**TO-DO LIST:**
1. In the passage on defensive ETFs, swap "volatile markets" for "turbulent markets" and give the section that starts with "February 28, 2025" and ends with "to global uncertainty.".
2. According to the passage on defensive ETFs, by what percentage did XLU rise over the past year?

**TEXT SEGMENT:**

US Defensive ETFs to Consider in 2025

February 28, 2025

  • Defensive ETFs offer stability and risk mitigation in volatile markets, with sectors like utilities, consumer staples, and healthcare standing out.
  • The total returns of some defensive ETFs outpaced the broader market, especially in the short term.
  • ETFs like XLU and XLV have shown consistent returns, with XLU up 30.76% over the past year and XLV rising 6.77% year-to-date.

As concerns grow over softening US economic data, persistent inflation, and the potential threat of new tariffs from President Donald Trump, market unease is increasing. Geopolitical tensions, notably the Russia-Ukraine conflict, also contribute to global uncertainty.

**EXCERPTED RECORDS:**
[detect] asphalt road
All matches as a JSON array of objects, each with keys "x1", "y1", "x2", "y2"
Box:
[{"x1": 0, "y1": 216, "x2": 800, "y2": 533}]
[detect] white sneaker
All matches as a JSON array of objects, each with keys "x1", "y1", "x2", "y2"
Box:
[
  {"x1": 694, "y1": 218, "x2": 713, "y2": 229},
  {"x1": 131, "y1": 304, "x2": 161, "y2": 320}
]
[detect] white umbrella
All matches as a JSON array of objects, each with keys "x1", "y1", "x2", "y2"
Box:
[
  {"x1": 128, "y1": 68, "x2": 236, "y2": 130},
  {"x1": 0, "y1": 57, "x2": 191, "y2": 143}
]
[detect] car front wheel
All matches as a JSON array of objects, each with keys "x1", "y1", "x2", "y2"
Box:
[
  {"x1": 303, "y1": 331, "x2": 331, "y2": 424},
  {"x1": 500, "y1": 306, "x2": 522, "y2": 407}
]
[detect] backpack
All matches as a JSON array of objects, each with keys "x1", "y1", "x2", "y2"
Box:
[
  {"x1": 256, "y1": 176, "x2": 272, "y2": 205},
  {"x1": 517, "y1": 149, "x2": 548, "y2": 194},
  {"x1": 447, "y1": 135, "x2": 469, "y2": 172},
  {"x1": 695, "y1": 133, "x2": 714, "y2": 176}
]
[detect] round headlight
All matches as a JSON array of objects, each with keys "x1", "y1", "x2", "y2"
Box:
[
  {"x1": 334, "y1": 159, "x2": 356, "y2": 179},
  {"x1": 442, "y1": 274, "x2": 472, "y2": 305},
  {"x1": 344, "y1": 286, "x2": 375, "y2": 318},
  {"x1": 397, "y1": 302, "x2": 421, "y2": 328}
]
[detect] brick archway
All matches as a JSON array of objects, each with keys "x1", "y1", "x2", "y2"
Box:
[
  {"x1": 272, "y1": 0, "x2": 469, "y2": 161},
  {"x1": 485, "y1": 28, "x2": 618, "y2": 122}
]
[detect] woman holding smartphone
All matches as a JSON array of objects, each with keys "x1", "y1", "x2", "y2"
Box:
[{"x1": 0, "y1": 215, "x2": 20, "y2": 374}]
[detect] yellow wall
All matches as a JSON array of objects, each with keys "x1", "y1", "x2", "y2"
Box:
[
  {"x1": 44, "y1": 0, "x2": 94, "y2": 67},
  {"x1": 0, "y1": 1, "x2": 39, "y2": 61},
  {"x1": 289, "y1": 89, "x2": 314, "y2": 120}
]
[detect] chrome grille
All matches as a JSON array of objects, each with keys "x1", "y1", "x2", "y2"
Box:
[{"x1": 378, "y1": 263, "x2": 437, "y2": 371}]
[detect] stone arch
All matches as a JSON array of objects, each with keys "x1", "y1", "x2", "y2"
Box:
...
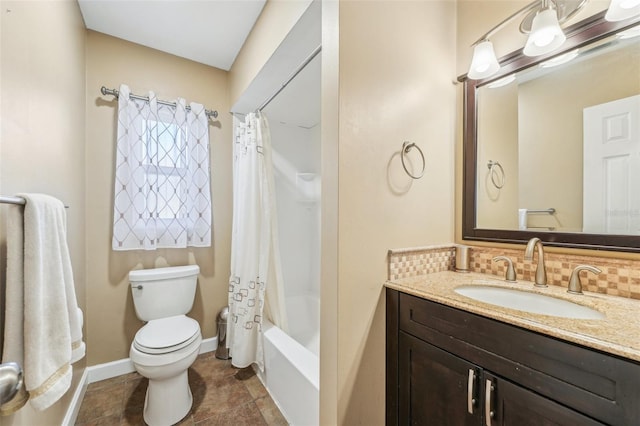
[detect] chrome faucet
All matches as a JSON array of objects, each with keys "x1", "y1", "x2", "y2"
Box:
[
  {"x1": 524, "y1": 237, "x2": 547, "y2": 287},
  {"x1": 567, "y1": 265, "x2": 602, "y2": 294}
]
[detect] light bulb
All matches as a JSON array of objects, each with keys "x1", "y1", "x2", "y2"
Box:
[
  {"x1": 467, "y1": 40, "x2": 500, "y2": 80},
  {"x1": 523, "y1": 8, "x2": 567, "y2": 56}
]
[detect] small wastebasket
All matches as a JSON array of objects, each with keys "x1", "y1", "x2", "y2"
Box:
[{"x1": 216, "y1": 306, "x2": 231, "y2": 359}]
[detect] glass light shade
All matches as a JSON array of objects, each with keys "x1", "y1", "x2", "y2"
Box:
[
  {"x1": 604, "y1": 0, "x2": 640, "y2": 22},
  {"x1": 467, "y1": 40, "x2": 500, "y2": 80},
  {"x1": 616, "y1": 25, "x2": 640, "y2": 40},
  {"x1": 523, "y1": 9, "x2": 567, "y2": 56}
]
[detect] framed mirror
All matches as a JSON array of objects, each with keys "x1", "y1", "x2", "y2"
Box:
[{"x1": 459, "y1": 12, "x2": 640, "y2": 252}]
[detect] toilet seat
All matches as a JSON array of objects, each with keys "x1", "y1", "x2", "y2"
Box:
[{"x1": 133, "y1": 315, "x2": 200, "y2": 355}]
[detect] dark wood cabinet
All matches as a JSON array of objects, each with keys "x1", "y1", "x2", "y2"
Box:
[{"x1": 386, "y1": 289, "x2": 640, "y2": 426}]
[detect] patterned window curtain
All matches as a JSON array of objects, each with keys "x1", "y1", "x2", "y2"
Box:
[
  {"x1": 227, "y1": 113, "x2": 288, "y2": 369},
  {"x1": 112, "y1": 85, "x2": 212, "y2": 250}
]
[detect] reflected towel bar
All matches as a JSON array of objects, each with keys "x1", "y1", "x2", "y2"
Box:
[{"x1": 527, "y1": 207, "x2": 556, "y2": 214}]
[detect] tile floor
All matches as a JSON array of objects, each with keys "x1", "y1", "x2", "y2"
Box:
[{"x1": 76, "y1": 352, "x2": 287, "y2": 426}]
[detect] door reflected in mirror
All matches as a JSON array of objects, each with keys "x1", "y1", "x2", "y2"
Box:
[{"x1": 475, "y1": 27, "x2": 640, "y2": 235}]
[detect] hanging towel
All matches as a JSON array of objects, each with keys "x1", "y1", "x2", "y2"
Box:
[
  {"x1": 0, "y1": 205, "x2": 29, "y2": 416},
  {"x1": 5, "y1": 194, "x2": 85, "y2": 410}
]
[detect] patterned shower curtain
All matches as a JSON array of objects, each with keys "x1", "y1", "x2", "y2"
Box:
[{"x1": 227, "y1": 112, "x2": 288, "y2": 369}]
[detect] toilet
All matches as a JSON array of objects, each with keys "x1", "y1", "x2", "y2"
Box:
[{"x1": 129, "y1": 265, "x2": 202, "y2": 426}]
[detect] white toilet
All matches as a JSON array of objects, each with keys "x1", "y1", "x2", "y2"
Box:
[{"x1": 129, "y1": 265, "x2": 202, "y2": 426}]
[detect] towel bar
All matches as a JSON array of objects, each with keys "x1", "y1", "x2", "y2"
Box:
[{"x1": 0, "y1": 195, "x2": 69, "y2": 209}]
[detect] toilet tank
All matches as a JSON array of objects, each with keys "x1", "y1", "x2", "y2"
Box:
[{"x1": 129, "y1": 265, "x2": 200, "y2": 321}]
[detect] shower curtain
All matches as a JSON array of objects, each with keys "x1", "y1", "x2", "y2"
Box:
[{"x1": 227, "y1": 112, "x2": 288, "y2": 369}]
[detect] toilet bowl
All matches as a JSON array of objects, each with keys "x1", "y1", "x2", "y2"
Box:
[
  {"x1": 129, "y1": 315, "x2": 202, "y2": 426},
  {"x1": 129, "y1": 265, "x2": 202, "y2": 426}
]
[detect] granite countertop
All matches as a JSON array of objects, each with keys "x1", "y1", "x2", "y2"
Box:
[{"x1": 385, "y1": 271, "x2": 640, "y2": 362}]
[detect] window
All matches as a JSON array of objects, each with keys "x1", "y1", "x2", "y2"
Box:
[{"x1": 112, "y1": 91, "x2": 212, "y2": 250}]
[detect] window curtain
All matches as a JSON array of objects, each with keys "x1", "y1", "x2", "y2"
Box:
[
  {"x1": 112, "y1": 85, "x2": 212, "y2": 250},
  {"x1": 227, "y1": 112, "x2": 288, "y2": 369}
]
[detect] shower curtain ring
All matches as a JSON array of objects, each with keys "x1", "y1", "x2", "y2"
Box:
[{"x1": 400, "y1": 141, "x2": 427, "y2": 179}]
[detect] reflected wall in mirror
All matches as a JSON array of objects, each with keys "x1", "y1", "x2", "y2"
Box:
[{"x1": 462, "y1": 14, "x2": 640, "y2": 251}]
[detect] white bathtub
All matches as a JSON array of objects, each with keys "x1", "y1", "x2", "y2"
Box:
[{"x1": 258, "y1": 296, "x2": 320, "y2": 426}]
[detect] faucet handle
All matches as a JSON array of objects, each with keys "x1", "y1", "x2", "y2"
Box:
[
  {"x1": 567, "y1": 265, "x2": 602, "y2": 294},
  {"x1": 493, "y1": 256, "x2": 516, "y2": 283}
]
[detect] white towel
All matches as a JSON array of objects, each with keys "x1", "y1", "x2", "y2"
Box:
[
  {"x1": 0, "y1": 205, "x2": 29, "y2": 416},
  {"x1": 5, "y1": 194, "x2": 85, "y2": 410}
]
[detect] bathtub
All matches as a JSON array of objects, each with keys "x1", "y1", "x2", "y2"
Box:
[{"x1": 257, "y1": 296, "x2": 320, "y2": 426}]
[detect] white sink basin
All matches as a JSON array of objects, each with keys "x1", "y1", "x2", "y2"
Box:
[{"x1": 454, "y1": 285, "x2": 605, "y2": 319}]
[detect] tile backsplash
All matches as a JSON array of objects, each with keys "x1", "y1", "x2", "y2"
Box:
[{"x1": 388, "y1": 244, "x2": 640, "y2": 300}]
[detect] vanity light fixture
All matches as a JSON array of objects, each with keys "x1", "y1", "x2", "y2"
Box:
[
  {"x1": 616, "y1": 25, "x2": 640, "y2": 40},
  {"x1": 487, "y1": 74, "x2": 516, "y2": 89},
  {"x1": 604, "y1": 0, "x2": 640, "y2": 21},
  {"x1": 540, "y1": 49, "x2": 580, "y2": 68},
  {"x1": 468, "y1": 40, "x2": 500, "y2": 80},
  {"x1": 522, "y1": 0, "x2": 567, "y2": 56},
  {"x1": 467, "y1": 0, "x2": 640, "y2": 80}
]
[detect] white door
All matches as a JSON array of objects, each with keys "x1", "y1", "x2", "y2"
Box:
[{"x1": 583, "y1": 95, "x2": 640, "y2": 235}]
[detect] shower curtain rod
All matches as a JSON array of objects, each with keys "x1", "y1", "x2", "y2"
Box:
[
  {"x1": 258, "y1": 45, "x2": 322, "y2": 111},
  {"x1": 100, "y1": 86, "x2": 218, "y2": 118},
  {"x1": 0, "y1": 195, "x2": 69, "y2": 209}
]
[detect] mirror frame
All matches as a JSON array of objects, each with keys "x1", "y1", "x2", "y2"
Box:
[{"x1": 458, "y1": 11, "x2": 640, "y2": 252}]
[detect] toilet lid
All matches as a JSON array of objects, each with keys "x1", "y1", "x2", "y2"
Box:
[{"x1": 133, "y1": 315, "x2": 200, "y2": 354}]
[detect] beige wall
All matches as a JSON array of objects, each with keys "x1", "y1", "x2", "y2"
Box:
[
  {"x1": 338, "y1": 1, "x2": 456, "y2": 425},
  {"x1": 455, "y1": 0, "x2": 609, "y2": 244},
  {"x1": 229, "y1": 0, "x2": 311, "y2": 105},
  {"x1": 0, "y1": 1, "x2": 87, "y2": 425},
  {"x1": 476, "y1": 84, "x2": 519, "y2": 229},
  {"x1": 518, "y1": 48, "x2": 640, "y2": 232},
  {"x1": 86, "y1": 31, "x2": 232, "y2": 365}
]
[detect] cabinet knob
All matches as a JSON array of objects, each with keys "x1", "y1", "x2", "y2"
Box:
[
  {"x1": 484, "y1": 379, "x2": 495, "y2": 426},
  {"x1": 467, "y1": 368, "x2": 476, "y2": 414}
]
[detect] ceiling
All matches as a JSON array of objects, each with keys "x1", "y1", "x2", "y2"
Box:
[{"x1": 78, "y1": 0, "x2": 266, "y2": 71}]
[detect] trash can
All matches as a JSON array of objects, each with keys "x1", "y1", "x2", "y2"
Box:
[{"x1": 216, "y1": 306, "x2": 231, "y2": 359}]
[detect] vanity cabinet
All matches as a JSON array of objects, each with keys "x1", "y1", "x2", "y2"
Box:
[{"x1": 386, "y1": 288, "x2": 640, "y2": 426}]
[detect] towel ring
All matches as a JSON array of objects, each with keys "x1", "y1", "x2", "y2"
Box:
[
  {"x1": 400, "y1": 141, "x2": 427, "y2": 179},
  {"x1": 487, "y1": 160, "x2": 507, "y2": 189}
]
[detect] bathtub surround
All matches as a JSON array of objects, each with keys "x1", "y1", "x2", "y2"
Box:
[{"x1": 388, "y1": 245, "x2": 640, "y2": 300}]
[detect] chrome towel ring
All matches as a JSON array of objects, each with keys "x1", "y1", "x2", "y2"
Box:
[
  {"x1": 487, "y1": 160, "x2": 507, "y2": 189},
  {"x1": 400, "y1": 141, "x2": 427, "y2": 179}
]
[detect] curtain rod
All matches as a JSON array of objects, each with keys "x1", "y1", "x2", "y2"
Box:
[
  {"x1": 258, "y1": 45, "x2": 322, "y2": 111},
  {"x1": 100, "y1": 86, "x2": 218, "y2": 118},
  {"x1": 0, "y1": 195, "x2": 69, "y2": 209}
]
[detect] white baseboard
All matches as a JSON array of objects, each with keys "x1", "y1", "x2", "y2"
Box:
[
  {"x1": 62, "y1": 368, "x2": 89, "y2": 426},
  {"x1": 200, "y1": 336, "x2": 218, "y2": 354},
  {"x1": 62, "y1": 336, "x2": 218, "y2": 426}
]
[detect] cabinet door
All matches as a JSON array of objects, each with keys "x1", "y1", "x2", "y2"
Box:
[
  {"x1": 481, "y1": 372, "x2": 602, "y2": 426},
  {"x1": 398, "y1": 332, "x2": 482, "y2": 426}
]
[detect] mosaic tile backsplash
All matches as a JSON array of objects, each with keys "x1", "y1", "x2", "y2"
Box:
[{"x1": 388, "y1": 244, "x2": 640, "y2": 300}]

**PER-TASK ANSWERS:**
1.
February 28, 2025

  • Defensive ETFs offer stability and risk mitigation in turbulent markets, with sectors like utilities, consumer staples, and healthcare standing out.
  • The total returns of some defensive ETFs outpaced the broader market, especially in the short term.
  • ETFs like XLU and XLV have shown consistent returns, with XLU up 30.76% over the past year and XLV rising 6.77% year-to-date.

As concerns grow over softening US economic data, persistent inflation, and the potential threat of new tariffs from President Donald Trump, market unease is increasing. Geopolitical tensions, notably the Russia-Ukraine conflict, also contribute to global uncertainty.

2. 30.76%